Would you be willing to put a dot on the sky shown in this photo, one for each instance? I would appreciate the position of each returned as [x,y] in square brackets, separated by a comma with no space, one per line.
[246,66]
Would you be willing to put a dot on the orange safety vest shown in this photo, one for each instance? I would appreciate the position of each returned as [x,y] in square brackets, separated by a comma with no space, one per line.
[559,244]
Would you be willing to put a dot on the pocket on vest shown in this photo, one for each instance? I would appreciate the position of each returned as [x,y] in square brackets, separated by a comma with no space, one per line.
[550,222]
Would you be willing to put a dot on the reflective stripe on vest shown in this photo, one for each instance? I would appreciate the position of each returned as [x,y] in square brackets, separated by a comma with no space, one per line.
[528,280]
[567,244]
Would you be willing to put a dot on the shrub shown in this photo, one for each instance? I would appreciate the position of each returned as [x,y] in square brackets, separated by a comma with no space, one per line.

────────

What you will do
Every line of the material must be returned exactly as it appears.

Worked solution
Would you be willing to put a dot on the sky shown in this photo, one for each instance? I would appreciate the position of each returned as [x,y] in square brackets, separated by a comma with no space, one per line.
[246,66]
Would you be willing to put a dot on the orange safety vest shown in this photo, one for each instance? I would appreciate the position of each returned as [x,y] in square brackets, separated by a comma with no space, one per line.
[559,244]
Would you be willing to put a dot on the pocket on vest shown in this photo, one for each instance? I would appreciate the position of each returned as [x,y] in square brackets, separated by a comma with no space, one per line.
[550,222]
Would you be willing to put a dot on the reflective stripe on vest shown in this photo, one for each instance? I would appreciate the position of each returned as [x,y] in square brackets, separated by a comma with no space, one per line.
[528,280]
[567,244]
Would you be willing to put a dot on the shrub shown in this photo, one for each instance? I would appreciate the position of each returned as [x,y] in square brackets, separated by a comma with no space, one per line.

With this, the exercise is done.